TASKS TO COMPLETE:
a - In the Apache2 and PHP forum thread, which file contains the APACHE2_OPTS line?
b - Translate this sentence from the Apache2 and PHP forum thread into Spanish: "I am trying one last time to get this going before I abandon Gentoo for this project."
c - From the Apache2 and PHP forum thread, extract the passage starting with "Working through the" and going on through "the desktop how-to.".

TEXT EXCERPT:
========================================================================

# Apache2+php.........one more time.

## squealie

Hi guys.

I am trying one last time to get this going before I abandon Gentoo for this project.

Working through the virt-mailhost how-to, and it leaves you on your own for the Apache php portion, I know it says to use Apache1, but 2 appearently works on the desktop how-to.

test.php = <? phpinfo() ?>  

It doesn't render.

I HAVE:

APACHE2_OPTS= "-D PHP4 -D SSL" 

In /etc/conf.d/apache2

What else can I check?

I have STFW and this forum and the above is the only advice I can find that seems relevant.

Please, I'm at my wits end here.   :Confused: 

----------

## squealie

OK, I found another tidbit while Googling.

I hadn't set the Severname directive (which was the cause of this behavior for one person) but now I have, along with updating DNS records.  Resolution OK, and I no longer get the 'could not determine servers FQDN message'.

========================================================================

PROVIDED DATA:

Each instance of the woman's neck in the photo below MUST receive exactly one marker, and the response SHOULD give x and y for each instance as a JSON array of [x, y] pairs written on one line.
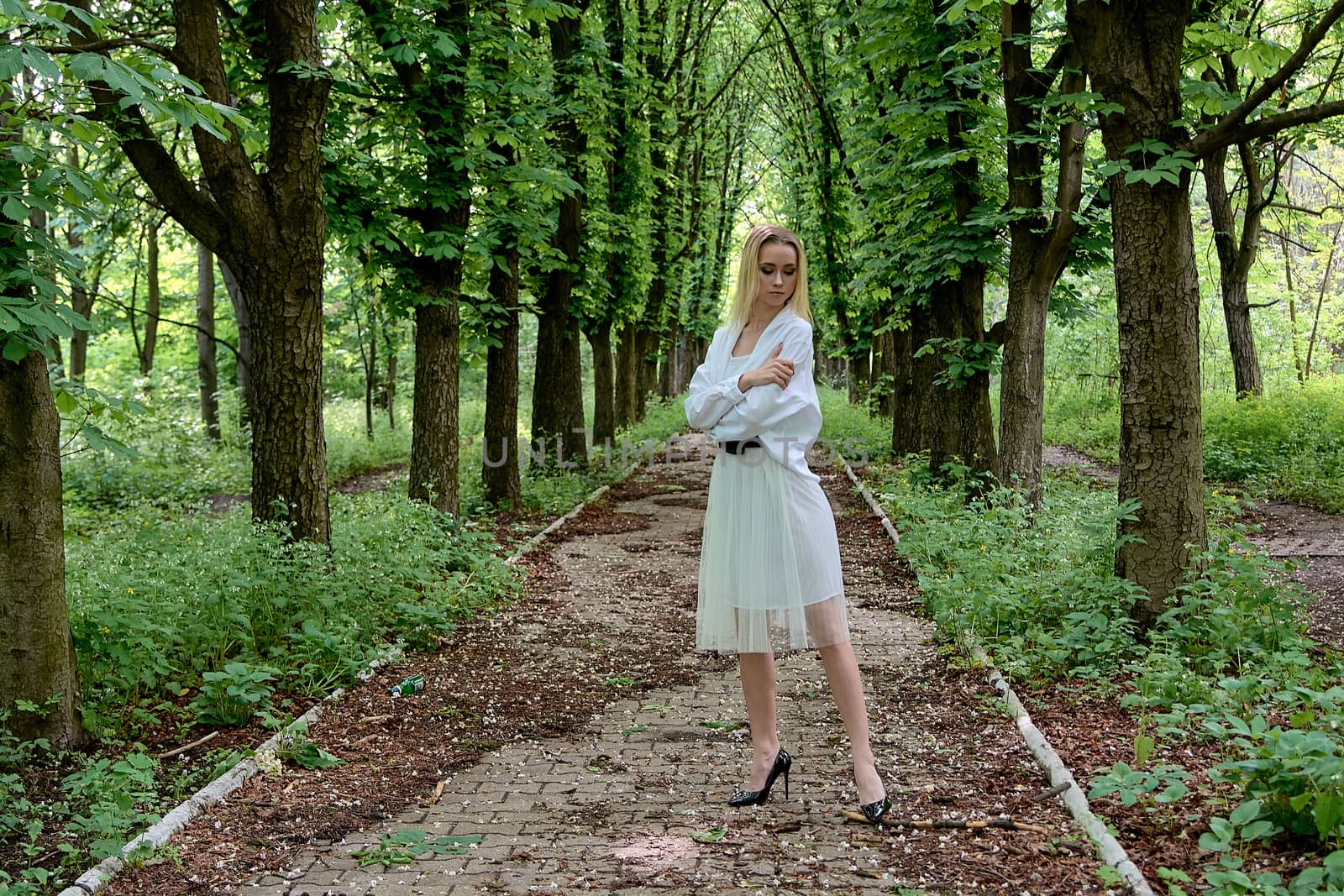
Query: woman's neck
[[761, 317]]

========================================================================

ANSWERS FOR THE EXERCISE:
a - /etc/conf.d/apache2

b - Estoy intentando por última vez hacer que esto funcione antes de abandonar Gentoo para este proyecto.

c -
Working through the virt-mailhost how-to, and it leaves you on your own for the Apache php portion, I know it says to use Apache1, but 2 appearently works on the desktop how-to.